Exercise goal
Give the rows below as a Markdown table with two columns, No. and Row: No. holds each row's number and Row holds its text. Leave out blank lines.

------------------------------------------------------------

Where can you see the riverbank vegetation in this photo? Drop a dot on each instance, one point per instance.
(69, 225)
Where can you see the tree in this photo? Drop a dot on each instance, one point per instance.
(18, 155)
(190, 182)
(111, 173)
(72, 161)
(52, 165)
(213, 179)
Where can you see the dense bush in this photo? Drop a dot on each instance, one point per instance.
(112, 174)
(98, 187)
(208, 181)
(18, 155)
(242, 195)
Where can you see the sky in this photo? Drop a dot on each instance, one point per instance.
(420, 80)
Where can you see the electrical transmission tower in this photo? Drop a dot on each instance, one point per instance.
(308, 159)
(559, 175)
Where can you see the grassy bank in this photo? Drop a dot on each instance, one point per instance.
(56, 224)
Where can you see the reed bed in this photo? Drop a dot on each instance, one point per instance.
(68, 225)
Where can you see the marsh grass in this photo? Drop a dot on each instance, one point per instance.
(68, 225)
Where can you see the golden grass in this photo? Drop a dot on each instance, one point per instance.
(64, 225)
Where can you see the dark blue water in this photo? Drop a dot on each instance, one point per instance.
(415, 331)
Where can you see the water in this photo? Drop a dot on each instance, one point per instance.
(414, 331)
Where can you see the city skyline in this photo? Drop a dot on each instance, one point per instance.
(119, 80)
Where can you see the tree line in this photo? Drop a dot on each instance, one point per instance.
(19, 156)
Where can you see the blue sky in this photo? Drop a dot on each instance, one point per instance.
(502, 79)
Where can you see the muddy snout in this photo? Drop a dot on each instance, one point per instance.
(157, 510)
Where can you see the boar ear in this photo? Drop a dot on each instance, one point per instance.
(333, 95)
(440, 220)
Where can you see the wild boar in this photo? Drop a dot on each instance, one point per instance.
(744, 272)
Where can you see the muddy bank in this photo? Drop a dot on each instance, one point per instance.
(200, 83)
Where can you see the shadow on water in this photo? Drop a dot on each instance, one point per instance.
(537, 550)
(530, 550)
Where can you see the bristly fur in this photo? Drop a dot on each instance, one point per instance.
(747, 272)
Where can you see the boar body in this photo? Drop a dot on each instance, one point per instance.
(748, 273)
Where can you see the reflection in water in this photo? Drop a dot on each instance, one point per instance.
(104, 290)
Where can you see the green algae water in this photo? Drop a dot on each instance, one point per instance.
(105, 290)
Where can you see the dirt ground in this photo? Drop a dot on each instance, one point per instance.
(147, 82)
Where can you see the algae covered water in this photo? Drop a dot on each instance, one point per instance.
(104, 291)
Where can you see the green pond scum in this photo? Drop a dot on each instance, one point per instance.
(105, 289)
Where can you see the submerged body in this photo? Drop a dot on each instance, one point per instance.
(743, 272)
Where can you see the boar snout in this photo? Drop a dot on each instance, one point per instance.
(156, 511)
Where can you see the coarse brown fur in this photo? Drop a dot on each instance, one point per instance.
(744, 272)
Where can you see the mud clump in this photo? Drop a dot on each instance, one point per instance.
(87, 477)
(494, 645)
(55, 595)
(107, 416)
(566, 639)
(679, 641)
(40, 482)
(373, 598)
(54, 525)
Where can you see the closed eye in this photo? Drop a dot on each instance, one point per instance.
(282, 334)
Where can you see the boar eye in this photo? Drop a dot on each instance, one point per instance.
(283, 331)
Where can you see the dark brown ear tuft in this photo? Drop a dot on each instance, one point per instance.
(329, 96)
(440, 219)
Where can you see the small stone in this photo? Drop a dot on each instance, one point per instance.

------------------------------------------------------------

Response to this task
| No. | Row |
|---|---|
| 1 | Where can you see the riverbank vegetation in this photo? Drop a dot on each instance, one point per instance. |
| 2 | (69, 225) |
| 3 | Where can you see the tree in this photo? Drop a dot on each instance, one point per instance. |
| 4 | (18, 155) |
| 5 | (190, 182) |
| 6 | (111, 173) |
| 7 | (72, 161) |
| 8 | (52, 165) |
| 9 | (213, 179) |
| 10 | Where can you see the dense bush in this photo? Drop a dot on each instance, one point per instance. |
| 11 | (112, 174) |
| 12 | (98, 187) |
| 13 | (208, 181) |
| 14 | (18, 155) |
| 15 | (242, 195) |
| 16 | Where can you see the sky in this photo? Drop a dot on each instance, one point per instance. |
| 17 | (420, 80) |
| 18 | Where can you see the electrical transmission tower in this photo? Drop a dot on each instance, one point per instance. |
| 19 | (308, 159) |
| 20 | (559, 175) |
| 21 | Where can you see the grassy bank in this photo? Drop a dot on each instance, one point per instance. |
| 22 | (56, 224) |
| 23 | Where can you see the reed bed in this photo? Drop a dot on each instance, one point per instance. |
| 24 | (68, 225) |
| 25 | Where can you see the marsh grass in this photo? Drop a dot on each instance, one point per instance. |
| 26 | (68, 225) |
| 27 | Where can you see the golden grass in this photo? Drop a dot on each instance, one point per instance. |
| 28 | (64, 225) |
| 29 | Where can you see the dark blue water in this photo? Drop a dot on each instance, one point per instance. |
| 30 | (415, 331) |
| 31 | Where can you see the water in this photo? Drop a dot on each instance, one point per instance. |
| 32 | (414, 331) |
| 33 | Where can you see the city skyline in this photo? Drop a dot on each instance, one point per instance. |
| 34 | (119, 80) |
| 35 | Where can you see the tree line in this photo? Drop a dot on each instance, one point per instance. |
| 36 | (19, 156) |
| 37 | Where can you see the blue sky in this photo? Drop a dot on each instance, one point per instance. |
| 38 | (502, 79) |
| 39 | Where can you see the muddy snout in this photo? Drop a dot on each instance, one point per instance. |
| 40 | (157, 510) |
| 41 | Where can you see the boar ear in this photo? Drop a dot on each instance, one point per instance. |
| 42 | (333, 95) |
| 43 | (440, 220) |
| 44 | Where can you see the wild boar in this photo? Drop a dot on each instance, one point per instance. |
| 45 | (744, 272) |
| 46 | Where can you see the muddy bank in this photo? Drop a dot on each instance, one point per instance. |
| 47 | (200, 83) |
| 48 | Where can you see the shadow on water in this photo? Drop a dot on each instance, one point per instance. |
| 49 | (537, 550) |
| 50 | (530, 550) |
| 51 | Where can you see the bristly fur in this photo? Drop a dot on each instance, one point per instance. |
| 52 | (747, 272) |
| 53 | Where can you see the boar body in this photo? Drop a dot on each instance, one point per instance. |
| 54 | (748, 273) |
| 55 | Where can you see the reflection in water in this photo? Drop a dot on each instance, one point per instance. |
| 56 | (104, 290) |
| 57 | Where can you see the green algae water in this photo? Drop a dot on each instance, one point per instance. |
| 58 | (105, 290) |
| 59 | Where can you see the dirt ground in this photo? Drop a dot on each instance, one point per instance. |
| 60 | (147, 82) |
| 61 | Where can you see the algae covered water in this photo? Drop a dot on each instance, one point per instance. |
| 62 | (104, 291) |
| 63 | Where can you see the green pond scum in this photo? Drop a dot on each instance, one point per instance. |
| 64 | (105, 289) |
| 65 | Where can you see the submerged body in this photo? Drop a dot on each instance, one point per instance. |
| 66 | (743, 272) |
| 67 | Where can you see the boar snout in this photo? Drop a dot on each instance, one point per instance. |
| 68 | (156, 511) |
| 69 | Where can you see the coarse brown fur in this photo? Drop a dot on each instance, one point per instance. |
| 70 | (744, 272) |
| 71 | Where can you see the mud clump in this photo? Drop a dot on each instance, one point per instance. |
| 72 | (87, 477) |
| 73 | (494, 645) |
| 74 | (55, 595) |
| 75 | (107, 416) |
| 76 | (566, 639) |
| 77 | (679, 641) |
| 78 | (40, 482) |
| 79 | (373, 598) |
| 80 | (54, 525) |
| 81 | Where can you see the closed eye in this photo? Drop a dot on each instance, one point per instance. |
| 82 | (282, 334) |
| 83 | Where can you see the boar eye in this photo? Drop a dot on each instance, one point per instance. |
| 84 | (283, 331) |
| 85 | Where can you see the dark brown ear tuft in this photo? Drop a dot on each instance, one point per instance. |
| 86 | (329, 96) |
| 87 | (440, 219) |
| 88 | Where can you see the small stone in this photo? Drop a dot on each instance, one point per instance. |